* **SHORT EXERCISE 1**:
In the gardening essay, what share of the fruit and vegetable varieties our great grandparents grew is said to be extinct now?

* **EXCERPT PROVIDED**:
Seeds

Nonfiction by Rachel Niemann

The first time I grew my own garden, I learned how to take care of things. I learned how to see things through. I also became a baby killer.

Before that, I’d start a sewing project, furiously cut, pin, and sew, and when it was about 85 percent finished, the project would find itself in a storage bin, never to be seen again. Or else I would write a short story; I’d work on it for a couple of weeks and then, after I’d have someone else read it, the process would be too painful to continue. And then there was the time I was making book-boxes, and the time I was brewing my own kombucha… you catch my drift.

My first gardening attempt changed those patterns—for the most part. I’m an urbanite. Milwaukee is my home, so how, you might ask, could I maintain a sprawling, flourishing garden? You may have heard of Growing Power, Sweetwater Organics, or Milwaukee rooftop gardens; commercial urban farms are a growing force in this city, but you might not have heard of another, less publicized force: backyard gardens.

Urban homesteading is a big deal here. Milwaukee is rich with unknown communities growing all sorts of things if you only go looking, whether it’s food or creativity, and it’s surprising how the two often mix. Did you know it’s possible to raise chickens within the city limit, in your own backyard? Yes, chickens! You just need to get a permit. Did you know that if you don’t have a backyard, you can rent a plot from Milwaukee Urban Gardens? Did you know that it’s also legal to kill babies? Plant babies—I’m talking about plant babies—seedlings.

The neighbors aren’t too put off about what’s going on in my backyard. Well, whenever I took the coffee grounds and vegetable scraps out to the compost pile, one of my next-door neighbors used to shout, “It’s illegal to throw trash in the yard!” But one day my housemate explained that this “trash” would decompose and become food for the garden soil, and that mixing compost in the soil would yield a more abundant, flavorful harvest. Our neighbor continued to protest, but was finally persuaded when we shared our tomatoes with her in August. She even let us have her picnic table when she moved out the next summer.

My father was a master gardener, but I never felt compelled to grow my own garden until after reading Barbara Kingsolver’s book, Animal, Vegetable, Miracle. It convinced me that gardening was not so far removed from the life of a writer and an academic—so maybe I could try it, too. I also felt a personal duty to seek out and grow underrepresented vegetables such as purple cauliflower and candy cane beets; about 80% of the varieties of fruits and vegetables that our great grandparents used to grow are now extinct due to bioengineering and commercial agriculture. The surviving varieties are known as heirlooms, and some of them trace back hundreds of years.

When a friend of mine from the co-op gave me some heirloom tomato seeds, I knew it was time. The names caused a chill of anticipation to roll up my spine. Pink Flamingo. Yellow Rainbow. Russian Persimmon. My father also gave me some Chocolate Cherry and Roma tomato seedlings. Inspired, I bought more seeds from the Outpost Natural Foods co-op in Bayview: red, orange and green bell peppers, some Black Beauty eggplants, snow peas, carnival carrots, one lone German Green Zebra tomato seedling, and basil. Lots of basil. Lots and lots of basil.

* **DATA SHOWN**:
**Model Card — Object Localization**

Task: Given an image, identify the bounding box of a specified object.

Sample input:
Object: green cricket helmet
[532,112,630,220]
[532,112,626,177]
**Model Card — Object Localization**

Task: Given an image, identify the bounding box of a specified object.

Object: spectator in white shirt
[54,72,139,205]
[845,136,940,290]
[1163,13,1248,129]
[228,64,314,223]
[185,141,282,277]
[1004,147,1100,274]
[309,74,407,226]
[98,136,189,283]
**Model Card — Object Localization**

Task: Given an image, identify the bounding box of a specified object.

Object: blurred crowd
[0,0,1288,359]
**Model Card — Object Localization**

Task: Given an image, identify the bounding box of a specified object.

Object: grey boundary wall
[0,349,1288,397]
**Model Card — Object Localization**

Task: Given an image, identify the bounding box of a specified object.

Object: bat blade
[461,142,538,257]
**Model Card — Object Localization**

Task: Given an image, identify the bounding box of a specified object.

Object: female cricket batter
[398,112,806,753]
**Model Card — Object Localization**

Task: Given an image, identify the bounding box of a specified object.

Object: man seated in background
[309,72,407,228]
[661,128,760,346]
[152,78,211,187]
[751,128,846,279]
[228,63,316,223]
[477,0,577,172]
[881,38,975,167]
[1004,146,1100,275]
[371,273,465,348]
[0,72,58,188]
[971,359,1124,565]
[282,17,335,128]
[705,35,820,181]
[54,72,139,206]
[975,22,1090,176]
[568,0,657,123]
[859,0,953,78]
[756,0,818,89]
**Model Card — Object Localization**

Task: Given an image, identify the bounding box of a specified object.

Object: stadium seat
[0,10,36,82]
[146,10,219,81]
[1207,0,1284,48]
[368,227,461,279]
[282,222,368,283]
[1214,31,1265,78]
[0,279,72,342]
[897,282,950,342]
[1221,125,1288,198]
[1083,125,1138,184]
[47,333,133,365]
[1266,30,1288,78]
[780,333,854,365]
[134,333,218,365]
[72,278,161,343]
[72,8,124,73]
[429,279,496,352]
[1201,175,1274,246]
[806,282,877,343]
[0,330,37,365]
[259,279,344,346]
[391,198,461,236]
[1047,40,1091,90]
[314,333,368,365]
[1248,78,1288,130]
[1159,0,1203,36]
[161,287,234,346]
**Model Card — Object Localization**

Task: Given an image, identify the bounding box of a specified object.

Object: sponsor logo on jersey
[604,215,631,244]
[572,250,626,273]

* **SHORT EXERCISE 2**:
Reproduce the entries with their requests, starting at the first line of the entries and ending at the line containing "[756,0,818,89]", and shift every bounding-box coordinate in the answers by adding 48. Give only those lines.

* **CORRECT RESPONSE 1**:
About 80%.

* **CORRECT RESPONSE 2**:
**Model Card — Object Localization**

Task: Given an image, identify the bounding box of a specified object.

Sample input:
Object: green cricket helmet
[580,160,678,268]
[580,160,674,225]
**Model Card — Object Localization**

Task: Given an image, identify the bounding box of a specified object.

Object: spectator in white shirt
[102,120,187,253]
[893,184,988,338]
[1211,61,1296,177]
[276,112,362,271]
[233,189,330,325]
[1052,195,1148,322]
[357,122,455,274]
[146,184,237,331]
**Model Card — Object Localization**

Task: Given an image, identify the bounding box of a specified object.

Object: blurred crowd
[48,48,1336,407]
**Model Card — Object Localization**

Task: Given an image, identify the bounding box of a specified object.

Object: grey boundary wall
[48,397,1336,445]
**Model Card — Object Localization**

Task: Given an image, identify the bounding box of a specified object.

Object: bat blade
[509,190,586,305]
**Model Card — Object Localization**

Task: Given an image, identify the bounding box of a specified object.

Object: female cricket batter
[446,160,854,801]
**Model Card — Object Localization**

Task: Given an image, identify the bounding box of a specified object.

Object: man seated in background
[357,120,455,276]
[709,176,808,394]
[200,126,259,235]
[799,176,894,327]
[276,111,364,271]
[525,48,625,220]
[929,86,1023,215]
[1052,194,1148,323]
[419,321,513,396]
[48,120,106,236]
[1019,407,1172,613]
[330,65,383,176]
[753,83,868,229]
[102,120,187,254]
[1023,70,1138,224]
[616,48,705,171]
[907,48,1001,126]
[804,48,866,137]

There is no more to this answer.